■ **Given records**:
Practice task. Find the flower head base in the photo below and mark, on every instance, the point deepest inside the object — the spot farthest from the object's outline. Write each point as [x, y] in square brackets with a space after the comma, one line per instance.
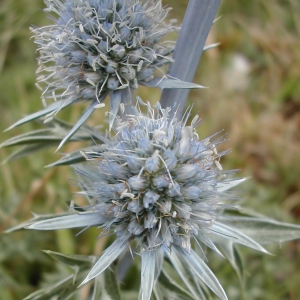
[156, 183]
[100, 46]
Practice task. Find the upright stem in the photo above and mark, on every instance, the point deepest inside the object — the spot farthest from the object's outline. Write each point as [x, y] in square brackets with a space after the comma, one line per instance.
[196, 24]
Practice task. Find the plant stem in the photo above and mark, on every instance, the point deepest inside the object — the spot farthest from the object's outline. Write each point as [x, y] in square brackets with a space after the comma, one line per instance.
[196, 24]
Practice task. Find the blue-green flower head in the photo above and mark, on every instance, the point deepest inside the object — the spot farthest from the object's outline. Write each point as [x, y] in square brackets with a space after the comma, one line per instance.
[98, 46]
[156, 184]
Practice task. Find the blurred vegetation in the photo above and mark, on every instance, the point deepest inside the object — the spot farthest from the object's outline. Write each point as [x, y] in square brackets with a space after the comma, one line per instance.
[254, 95]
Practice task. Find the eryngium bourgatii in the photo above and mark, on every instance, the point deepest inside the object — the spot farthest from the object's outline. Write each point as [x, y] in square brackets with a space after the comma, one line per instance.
[98, 46]
[156, 184]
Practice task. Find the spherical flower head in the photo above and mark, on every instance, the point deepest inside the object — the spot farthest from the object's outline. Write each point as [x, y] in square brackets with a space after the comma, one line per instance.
[156, 184]
[156, 181]
[98, 46]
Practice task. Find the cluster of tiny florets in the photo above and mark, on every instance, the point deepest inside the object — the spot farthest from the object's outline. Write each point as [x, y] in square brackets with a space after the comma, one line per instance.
[100, 46]
[154, 181]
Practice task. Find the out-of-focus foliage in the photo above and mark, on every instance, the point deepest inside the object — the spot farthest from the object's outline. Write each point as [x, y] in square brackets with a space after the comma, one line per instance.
[253, 95]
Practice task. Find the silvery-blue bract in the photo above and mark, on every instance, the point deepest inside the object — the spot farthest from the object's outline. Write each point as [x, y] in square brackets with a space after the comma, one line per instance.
[156, 184]
[95, 47]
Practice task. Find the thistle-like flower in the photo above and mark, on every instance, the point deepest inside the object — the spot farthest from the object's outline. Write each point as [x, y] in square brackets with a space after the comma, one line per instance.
[97, 47]
[157, 184]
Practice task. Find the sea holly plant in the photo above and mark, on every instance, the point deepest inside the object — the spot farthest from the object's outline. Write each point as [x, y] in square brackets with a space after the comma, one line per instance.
[151, 184]
[99, 48]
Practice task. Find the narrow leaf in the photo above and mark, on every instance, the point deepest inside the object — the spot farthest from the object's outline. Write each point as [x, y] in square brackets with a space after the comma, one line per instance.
[107, 258]
[52, 107]
[172, 83]
[73, 261]
[147, 274]
[203, 272]
[27, 150]
[185, 275]
[106, 286]
[35, 219]
[115, 101]
[263, 230]
[233, 234]
[170, 290]
[234, 258]
[69, 221]
[86, 114]
[223, 186]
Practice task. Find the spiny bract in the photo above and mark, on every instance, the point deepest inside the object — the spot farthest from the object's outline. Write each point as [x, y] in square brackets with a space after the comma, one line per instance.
[156, 183]
[96, 46]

■ **Exercise task**:
Would you set down the listing exactly, omitting pictures?

■ **Written reply**:
Practice task. Find the flower head base in the photo below and mark, on every instance, the point deepest inside the object — the spot farthest from the object's outline. Write each point as [x, y] in square brackets with a space after the comma, one line per instance.
[156, 183]
[100, 46]
Practice task. Find the upright stem in the photo above and mark, on every instance, the point deepest inside the object — the spot farthest from the object's outline. Write each point as [x, y] in square brackets with a space after the comma, one line per instance.
[196, 24]
Practice task. Find the plant stem in the photo above and mark, on every instance, the point deepest inside the object — the spot farthest from the object's outline. Write each point as [x, y] in square brackets with a space after the comma, one line per instance.
[196, 24]
Practice task. Find the blue-green flower head in the photo above and mark, on every instance, the point deepest inside the object — the spot farthest from the object's outline. Write each point as [x, y] in square brackets with a space after the comma, one line per instance.
[98, 46]
[156, 184]
Practice task. Find the blurred vegetation in the photo above and mark, on every instance, the point deepest inside the object — the spot farthest from the object's outline. Write each point as [x, y] in square brackets with a space after the comma, one line per instance.
[254, 95]
Practice task. Find the eryngium bourgatii in the photo above and mark, on every instance, the point deepest inside the object — the spot farthest from the object's outline. Write each point as [x, y] in square brackets with a space after the comma, one line per instance.
[98, 46]
[156, 184]
Practice task. Find the spherical flower head in the photo above and mark, on every instance, the point deepest inside the object — the spot farthest from the object's outline. Write each point as [x, y] in square brackets with a space after the comma, one line per instance.
[156, 184]
[156, 181]
[98, 46]
Practice task. Find the cluster of tiny florets in the photo above and mark, on every instance, the point deepest inside the object — the spot farthest from the object's outline. Write each point as [x, y] in square brackets with a space after the comma, one line per instance.
[100, 46]
[154, 181]
Practice task. Find the out-of-focus foliage in the photo above and mark, on every instance, the point deepest inside the object — the spot farthest from the object's outline. Write each point as [x, y] in square brackets with a space after the comma, one line per instance.
[253, 95]
Practice task. Find the silvery-blue bract in the photo above and mark, on every instance, the point deepest inside the object — the spot farthest from the object's outline. Write each point as [x, y] in square brackets with a space after the comma, one line per instance.
[156, 184]
[95, 47]
Practice task. Find the thistle-like flower in the photo above and mark, on every instance, the point deepest inside the object — the spot farthest from the object's outline. Write each point as [x, y] in square brackets with a space after the comma, one line per instance.
[97, 47]
[157, 184]
Practice task. Find the sea holly plant in the photo above and mark, on every instance, the point deepest inside the object — the spot farthest from the object's outline. Write each point as [x, y] in square brackets with a space after the comma, one line per instance.
[151, 184]
[99, 48]
Practice task. Find the narrow leaf in the photo above and mark, on every instance, the point deepest inside the object — the spot farthest from the object's outline. Write each point as [x, y] in square brackets with a space after the comma, one line per instance.
[107, 258]
[52, 107]
[172, 83]
[73, 261]
[147, 274]
[203, 272]
[27, 150]
[185, 275]
[106, 286]
[35, 219]
[115, 101]
[263, 230]
[233, 234]
[170, 290]
[234, 258]
[69, 221]
[86, 114]
[223, 186]
Practice task. Find the spiny bract in the photo above and mark, on every instance, the point deepest inside the object — the spot farthest from the object's outline. Write each point as [x, y] in square brackets with a space after the comma, one line per instance.
[156, 183]
[96, 46]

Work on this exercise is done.